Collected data

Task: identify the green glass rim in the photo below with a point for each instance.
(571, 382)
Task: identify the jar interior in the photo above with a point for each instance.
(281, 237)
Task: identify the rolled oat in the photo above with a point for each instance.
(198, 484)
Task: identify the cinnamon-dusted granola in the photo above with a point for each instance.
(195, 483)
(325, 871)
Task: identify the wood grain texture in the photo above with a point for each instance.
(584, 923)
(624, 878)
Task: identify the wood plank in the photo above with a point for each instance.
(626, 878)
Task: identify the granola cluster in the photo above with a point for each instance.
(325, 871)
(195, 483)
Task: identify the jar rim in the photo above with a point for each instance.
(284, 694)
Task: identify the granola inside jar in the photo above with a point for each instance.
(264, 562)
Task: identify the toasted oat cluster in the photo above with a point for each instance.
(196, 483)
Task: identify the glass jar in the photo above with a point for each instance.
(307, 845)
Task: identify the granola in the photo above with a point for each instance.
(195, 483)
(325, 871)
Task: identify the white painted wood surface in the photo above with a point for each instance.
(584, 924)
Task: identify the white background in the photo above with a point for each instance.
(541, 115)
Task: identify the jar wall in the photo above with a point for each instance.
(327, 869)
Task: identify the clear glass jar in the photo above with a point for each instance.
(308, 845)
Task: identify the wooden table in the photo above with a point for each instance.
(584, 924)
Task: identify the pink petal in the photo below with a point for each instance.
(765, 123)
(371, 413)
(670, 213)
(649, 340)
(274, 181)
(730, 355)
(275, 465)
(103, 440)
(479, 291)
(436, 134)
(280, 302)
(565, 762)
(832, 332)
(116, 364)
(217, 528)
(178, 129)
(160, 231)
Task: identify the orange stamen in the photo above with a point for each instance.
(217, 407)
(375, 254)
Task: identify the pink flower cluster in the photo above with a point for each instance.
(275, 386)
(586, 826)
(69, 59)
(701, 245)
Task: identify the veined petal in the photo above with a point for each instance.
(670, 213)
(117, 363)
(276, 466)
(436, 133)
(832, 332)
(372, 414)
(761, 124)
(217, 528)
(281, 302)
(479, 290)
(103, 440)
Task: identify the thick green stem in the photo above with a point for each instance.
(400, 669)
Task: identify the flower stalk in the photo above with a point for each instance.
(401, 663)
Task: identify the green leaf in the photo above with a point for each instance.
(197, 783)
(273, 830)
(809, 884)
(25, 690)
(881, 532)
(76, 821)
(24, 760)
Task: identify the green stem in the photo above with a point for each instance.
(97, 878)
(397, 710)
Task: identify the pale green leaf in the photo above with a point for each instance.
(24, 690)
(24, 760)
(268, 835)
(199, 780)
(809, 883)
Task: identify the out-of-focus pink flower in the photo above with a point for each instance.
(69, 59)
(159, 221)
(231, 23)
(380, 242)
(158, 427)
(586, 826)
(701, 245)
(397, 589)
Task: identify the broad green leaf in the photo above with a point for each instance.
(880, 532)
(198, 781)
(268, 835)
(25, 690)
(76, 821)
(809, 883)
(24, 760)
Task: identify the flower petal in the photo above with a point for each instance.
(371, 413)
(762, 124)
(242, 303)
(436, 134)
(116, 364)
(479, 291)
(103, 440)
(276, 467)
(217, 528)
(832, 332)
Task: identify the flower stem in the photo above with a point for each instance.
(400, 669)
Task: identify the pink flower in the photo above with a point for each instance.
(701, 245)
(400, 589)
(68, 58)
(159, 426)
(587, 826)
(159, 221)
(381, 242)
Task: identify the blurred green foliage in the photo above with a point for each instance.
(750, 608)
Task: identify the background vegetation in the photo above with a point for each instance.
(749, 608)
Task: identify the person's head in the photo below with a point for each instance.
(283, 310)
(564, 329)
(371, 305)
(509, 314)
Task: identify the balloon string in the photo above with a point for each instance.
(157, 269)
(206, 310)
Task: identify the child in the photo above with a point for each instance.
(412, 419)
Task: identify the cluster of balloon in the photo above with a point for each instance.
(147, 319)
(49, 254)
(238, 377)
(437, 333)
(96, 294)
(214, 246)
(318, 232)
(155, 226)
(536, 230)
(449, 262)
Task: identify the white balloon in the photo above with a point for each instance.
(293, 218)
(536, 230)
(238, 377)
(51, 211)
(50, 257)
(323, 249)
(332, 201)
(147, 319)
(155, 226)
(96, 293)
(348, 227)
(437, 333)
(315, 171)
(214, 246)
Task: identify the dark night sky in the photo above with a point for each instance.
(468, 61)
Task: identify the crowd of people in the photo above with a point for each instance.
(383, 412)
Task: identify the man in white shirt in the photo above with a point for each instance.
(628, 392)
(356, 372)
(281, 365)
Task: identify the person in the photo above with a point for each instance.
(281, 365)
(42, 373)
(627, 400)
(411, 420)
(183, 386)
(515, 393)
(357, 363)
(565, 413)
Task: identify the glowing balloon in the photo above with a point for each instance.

### [Problem description]
Return all of the data precisely as it appears.

### [Written response]
Task: identify the green glass rim in the photo below with a point for each instance.
(571, 382)
Task: identify the jar interior in the photo above with a point for each instance.
(281, 237)
Task: identify the rolled oat in the photo above with a point for each instance.
(198, 484)
Task: identify the cinnamon-dusted granola in the photo above with a point for each instance.
(195, 483)
(325, 871)
Task: identify the wood grain texture in the photo above with a point for each instance.
(584, 923)
(624, 878)
Task: identify the wood plank in the photo above with a point for each instance.
(626, 878)
Task: identify the granola cluster in the photo above with a point for each instance.
(325, 871)
(195, 483)
Task: identify the jar rim in the photo above with a point for each instance.
(284, 694)
Task: identify the granola inside jar in the photo above with a point for each instance.
(264, 562)
Task: identify the toasted oat cluster in the photo above with a point for each instance.
(196, 483)
Task: identify the glass jar in the photo above with a point for each instance.
(307, 845)
Task: identify the granola in the photo above with a point for each instance.
(195, 483)
(325, 871)
Task: identify the white painted wood surface in the photo above with a point for each instance.
(584, 924)
Task: identify the white background in the photo above with a point for each instance.
(541, 115)
Task: identify the jar wall in the photo above with a point for each instance.
(327, 869)
Task: identify the clear glass jar in the photo above with a point for each instance.
(308, 845)
Task: identify the wooden table in the photo above with a point for each instance.
(584, 924)
Task: identify the pink petal in the photo below with a point for each instance.
(765, 123)
(371, 413)
(670, 213)
(649, 340)
(274, 181)
(730, 355)
(275, 465)
(103, 440)
(479, 291)
(436, 134)
(280, 302)
(565, 762)
(832, 332)
(116, 364)
(217, 528)
(178, 129)
(160, 231)
Task: identify the orange stamen in the photo above with a point for each instance.
(217, 407)
(375, 254)
Task: identify the pink flower cluster in the photo above with a point for each instance.
(275, 386)
(586, 826)
(69, 59)
(701, 245)
Task: identify the veined petal in the photo above with a point for each instance.
(670, 213)
(117, 363)
(276, 466)
(436, 133)
(832, 332)
(372, 414)
(761, 124)
(217, 528)
(281, 302)
(479, 290)
(103, 440)
Task: identify the thick green stem in the photo above with a point for each instance.
(400, 669)
Task: identify the flower stalk in the photo above with a point for each instance.
(401, 663)
Task: identify the green leaf in the photo above with a point for each instance.
(197, 783)
(273, 830)
(809, 884)
(25, 690)
(881, 532)
(76, 821)
(24, 760)
Task: identify the green stem in the photo above with a point for each instance.
(97, 878)
(397, 710)
Task: identify the pale green leaf in the photo above with a point for each instance.
(24, 690)
(24, 760)
(268, 835)
(199, 780)
(809, 883)
Task: identify the out-of-focus pink flower in the photo above with a point for each instance.
(69, 59)
(159, 221)
(231, 23)
(380, 242)
(158, 427)
(586, 826)
(701, 245)
(397, 589)
Task: identify the broad green leaf in the photo above with a point for each instance.
(880, 532)
(198, 781)
(268, 835)
(25, 690)
(76, 821)
(809, 883)
(24, 760)
Task: identify the flower petal in the photo above with a point for each instance.
(371, 413)
(762, 124)
(242, 303)
(436, 134)
(116, 364)
(479, 291)
(103, 440)
(276, 467)
(217, 528)
(832, 332)
Task: identify the flower stem in the photo above with a point for each instance.
(400, 669)
Task: identify the pink flower in the photo above with a point for each instance.
(701, 245)
(400, 589)
(68, 58)
(159, 426)
(587, 826)
(159, 221)
(381, 242)
Task: identify the blurred green foliage in the photo above with a point for each instance.
(750, 608)
Task: identify the background vegetation in the photo above with a point for each instance.
(749, 608)
Task: identify the person's head in the photo below with a point for each instance.
(283, 310)
(564, 329)
(371, 305)
(509, 314)
Task: identify the balloon string in the photo above with a point for each instance.
(157, 269)
(206, 310)
Task: identify the child in the photo above with a point for each instance.
(412, 419)
Task: identify the cluster of balloon in the photo above with a point for each instance.
(147, 319)
(49, 254)
(238, 377)
(437, 333)
(96, 294)
(214, 246)
(318, 232)
(155, 226)
(536, 230)
(449, 262)
Task: identify the white balloon in the photo above with a point for each instance.
(293, 218)
(536, 230)
(238, 377)
(51, 211)
(50, 257)
(323, 249)
(332, 201)
(147, 319)
(155, 226)
(96, 293)
(348, 227)
(437, 333)
(315, 171)
(214, 246)
Task: identify the dark night sky in the photo above with a point for each instance.
(468, 61)
Task: identify the crowd of people in the photo above with a point for each instance.
(383, 412)
Task: identify the man in white shirt in the photo above with a point for each instance.
(628, 392)
(356, 372)
(281, 365)
Task: identify the person in the photo above with a point for each instance.
(281, 365)
(42, 373)
(627, 400)
(411, 420)
(183, 386)
(515, 393)
(357, 363)
(565, 413)
Task: identify the glowing balloon in the photo above with a point for each instance.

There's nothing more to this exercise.